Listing
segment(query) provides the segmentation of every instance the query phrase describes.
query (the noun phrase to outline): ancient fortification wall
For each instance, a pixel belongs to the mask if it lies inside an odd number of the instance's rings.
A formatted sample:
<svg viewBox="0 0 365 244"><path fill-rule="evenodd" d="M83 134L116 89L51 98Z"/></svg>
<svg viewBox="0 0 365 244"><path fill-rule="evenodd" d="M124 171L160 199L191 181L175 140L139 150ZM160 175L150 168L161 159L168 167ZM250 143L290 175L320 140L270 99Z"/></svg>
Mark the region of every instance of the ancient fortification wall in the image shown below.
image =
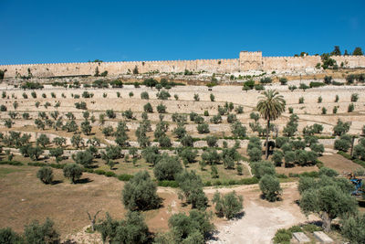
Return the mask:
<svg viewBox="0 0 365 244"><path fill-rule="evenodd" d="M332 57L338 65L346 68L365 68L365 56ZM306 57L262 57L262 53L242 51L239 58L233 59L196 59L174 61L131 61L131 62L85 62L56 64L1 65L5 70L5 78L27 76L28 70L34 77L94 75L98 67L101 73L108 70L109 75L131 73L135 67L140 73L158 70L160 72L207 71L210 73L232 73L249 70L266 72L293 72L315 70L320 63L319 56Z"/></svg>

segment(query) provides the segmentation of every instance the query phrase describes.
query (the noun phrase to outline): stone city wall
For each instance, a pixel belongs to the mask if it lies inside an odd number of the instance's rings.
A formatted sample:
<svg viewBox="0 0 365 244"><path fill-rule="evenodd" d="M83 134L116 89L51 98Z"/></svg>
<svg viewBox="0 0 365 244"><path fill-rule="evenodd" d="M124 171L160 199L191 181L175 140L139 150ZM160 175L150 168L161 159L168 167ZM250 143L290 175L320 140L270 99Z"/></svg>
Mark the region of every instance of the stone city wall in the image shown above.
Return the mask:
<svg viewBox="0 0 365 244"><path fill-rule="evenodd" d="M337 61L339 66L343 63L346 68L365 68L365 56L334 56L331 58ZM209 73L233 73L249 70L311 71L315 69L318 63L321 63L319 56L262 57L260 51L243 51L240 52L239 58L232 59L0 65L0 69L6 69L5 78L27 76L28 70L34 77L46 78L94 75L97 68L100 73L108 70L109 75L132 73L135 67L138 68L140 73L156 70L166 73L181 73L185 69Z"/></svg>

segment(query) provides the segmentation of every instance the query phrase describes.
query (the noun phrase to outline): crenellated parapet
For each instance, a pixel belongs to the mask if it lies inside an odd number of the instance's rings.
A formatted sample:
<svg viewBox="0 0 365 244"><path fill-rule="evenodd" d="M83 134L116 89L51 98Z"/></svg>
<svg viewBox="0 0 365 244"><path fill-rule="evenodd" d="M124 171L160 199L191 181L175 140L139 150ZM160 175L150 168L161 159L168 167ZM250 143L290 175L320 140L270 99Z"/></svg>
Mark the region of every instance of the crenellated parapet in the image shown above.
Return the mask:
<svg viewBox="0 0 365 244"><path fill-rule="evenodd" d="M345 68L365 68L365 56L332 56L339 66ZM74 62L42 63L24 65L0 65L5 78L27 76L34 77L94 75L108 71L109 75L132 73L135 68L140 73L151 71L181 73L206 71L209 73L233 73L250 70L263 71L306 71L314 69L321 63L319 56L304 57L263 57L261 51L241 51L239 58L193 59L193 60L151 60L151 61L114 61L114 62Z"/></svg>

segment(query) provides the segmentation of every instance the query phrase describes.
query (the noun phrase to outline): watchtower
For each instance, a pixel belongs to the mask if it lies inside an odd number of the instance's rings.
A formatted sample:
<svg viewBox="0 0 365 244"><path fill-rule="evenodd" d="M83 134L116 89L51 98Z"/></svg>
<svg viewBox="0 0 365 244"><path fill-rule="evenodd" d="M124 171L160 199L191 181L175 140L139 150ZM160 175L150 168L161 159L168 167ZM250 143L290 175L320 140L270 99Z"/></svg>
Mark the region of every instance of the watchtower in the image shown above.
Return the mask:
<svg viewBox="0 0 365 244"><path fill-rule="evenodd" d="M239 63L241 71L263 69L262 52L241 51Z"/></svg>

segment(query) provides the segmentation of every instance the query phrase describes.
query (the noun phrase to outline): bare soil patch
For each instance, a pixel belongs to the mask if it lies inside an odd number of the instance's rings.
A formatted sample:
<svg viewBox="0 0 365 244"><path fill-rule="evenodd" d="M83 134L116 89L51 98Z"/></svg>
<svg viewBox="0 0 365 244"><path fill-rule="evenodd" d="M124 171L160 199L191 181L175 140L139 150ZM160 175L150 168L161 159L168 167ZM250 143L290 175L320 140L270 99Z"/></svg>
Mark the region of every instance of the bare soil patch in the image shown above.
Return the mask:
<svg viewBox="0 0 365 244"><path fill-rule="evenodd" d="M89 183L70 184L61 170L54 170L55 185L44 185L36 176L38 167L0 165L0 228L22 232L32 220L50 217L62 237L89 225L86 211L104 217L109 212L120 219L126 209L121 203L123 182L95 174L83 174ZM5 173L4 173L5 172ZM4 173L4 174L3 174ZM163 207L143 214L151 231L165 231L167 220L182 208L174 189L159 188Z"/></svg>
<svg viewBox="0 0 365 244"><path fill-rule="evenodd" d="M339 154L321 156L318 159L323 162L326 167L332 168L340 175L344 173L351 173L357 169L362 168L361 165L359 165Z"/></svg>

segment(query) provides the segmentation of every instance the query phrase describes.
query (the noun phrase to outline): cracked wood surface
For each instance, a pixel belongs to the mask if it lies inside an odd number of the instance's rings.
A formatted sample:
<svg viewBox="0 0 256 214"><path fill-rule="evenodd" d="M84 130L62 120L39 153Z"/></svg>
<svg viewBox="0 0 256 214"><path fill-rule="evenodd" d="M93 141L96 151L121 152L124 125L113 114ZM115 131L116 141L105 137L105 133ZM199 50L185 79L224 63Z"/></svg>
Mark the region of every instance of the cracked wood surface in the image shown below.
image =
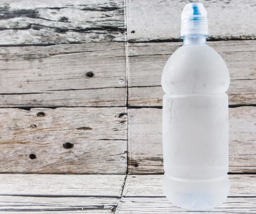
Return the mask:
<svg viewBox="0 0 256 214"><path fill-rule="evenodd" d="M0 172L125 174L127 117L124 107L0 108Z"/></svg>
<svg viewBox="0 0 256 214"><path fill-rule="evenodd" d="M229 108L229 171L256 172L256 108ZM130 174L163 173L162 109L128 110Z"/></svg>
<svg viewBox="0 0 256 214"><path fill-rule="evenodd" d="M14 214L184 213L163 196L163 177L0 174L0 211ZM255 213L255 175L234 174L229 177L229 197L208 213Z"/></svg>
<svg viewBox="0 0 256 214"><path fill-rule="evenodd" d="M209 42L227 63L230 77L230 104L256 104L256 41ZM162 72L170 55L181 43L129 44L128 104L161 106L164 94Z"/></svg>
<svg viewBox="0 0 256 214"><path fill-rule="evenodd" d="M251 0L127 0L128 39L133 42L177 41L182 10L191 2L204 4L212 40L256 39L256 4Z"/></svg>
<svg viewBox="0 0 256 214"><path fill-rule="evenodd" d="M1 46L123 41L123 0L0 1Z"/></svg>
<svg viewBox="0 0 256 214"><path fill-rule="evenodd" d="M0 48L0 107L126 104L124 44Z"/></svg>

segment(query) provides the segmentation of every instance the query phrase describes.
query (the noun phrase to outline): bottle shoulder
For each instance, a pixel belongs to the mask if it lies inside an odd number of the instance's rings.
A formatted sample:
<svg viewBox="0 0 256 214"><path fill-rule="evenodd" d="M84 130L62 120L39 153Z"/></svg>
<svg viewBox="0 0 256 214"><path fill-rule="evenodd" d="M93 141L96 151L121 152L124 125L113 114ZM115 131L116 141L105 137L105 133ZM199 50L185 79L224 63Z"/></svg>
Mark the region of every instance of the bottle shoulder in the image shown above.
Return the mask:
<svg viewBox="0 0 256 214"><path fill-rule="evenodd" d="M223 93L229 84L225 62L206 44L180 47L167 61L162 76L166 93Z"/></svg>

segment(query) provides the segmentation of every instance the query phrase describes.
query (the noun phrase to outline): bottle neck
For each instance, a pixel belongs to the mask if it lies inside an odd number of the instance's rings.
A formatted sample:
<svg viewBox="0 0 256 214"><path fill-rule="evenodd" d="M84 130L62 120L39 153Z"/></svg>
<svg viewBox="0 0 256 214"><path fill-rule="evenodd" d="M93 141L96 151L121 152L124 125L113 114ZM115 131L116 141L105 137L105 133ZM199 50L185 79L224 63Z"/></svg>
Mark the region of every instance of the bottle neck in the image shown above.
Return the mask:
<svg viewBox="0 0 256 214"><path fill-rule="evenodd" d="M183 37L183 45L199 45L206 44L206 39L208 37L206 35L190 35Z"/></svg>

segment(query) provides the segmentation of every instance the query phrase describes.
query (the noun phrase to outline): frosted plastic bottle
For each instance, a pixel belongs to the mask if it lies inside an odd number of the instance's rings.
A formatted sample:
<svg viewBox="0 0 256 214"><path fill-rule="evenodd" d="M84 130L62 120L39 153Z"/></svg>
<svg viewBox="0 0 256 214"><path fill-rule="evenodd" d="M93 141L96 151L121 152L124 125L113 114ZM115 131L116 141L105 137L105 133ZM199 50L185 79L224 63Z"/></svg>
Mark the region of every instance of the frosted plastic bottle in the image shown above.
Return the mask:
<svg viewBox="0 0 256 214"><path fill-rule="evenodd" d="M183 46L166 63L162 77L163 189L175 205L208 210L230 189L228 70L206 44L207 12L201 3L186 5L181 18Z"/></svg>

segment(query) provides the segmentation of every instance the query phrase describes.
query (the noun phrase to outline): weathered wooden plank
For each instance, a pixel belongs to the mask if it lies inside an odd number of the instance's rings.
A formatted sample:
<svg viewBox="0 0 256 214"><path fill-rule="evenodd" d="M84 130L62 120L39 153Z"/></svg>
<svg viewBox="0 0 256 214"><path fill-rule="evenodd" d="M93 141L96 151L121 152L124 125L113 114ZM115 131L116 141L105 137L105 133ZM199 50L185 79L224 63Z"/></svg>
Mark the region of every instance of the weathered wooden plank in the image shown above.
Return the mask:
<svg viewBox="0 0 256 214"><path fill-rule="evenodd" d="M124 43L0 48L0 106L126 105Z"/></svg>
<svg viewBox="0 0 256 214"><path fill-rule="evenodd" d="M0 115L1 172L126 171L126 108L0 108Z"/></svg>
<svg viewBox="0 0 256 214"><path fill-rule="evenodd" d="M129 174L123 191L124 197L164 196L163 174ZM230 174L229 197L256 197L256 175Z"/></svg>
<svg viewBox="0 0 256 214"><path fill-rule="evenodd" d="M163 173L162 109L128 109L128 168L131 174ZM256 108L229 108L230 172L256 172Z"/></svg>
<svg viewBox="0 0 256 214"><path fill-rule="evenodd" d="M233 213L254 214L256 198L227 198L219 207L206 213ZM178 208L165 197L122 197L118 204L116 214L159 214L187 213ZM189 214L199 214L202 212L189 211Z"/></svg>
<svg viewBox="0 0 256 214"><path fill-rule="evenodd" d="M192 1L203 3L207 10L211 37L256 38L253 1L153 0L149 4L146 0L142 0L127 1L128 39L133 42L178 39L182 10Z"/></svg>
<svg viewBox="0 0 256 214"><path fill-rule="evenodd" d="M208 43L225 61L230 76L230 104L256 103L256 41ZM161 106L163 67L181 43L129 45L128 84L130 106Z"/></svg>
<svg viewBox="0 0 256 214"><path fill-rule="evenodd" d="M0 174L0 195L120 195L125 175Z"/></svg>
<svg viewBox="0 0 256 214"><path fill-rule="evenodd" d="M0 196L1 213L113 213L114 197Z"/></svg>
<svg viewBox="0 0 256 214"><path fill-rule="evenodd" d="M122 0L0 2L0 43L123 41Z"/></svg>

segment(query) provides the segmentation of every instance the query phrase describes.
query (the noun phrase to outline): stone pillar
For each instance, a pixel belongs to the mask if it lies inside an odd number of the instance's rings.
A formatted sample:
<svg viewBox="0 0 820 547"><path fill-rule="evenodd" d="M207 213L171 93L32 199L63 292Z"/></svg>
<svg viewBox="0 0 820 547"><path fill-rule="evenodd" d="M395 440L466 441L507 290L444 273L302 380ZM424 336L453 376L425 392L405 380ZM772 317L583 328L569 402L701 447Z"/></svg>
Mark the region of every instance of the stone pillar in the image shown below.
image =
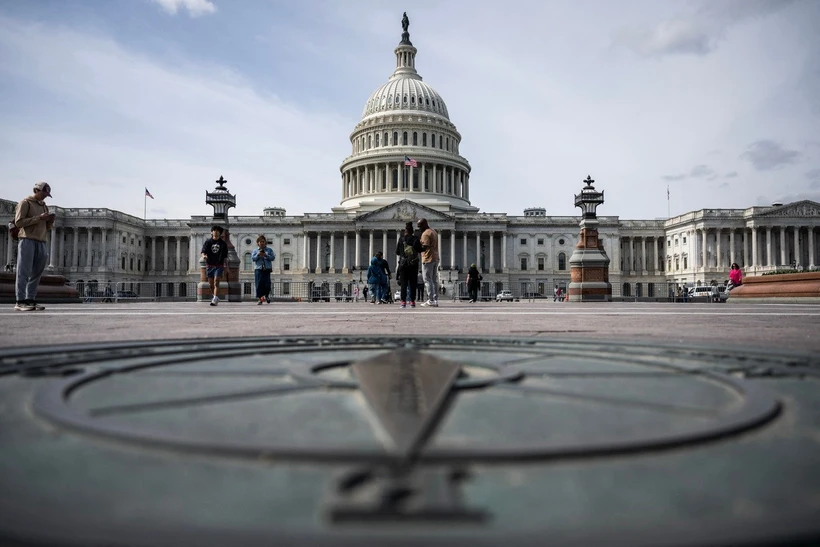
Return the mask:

▸ **Exercise goal**: Count the lines in the listing that contain the string "frosted", matching case exactly. Reply with the number alone.

▸ **Exercise response**: 2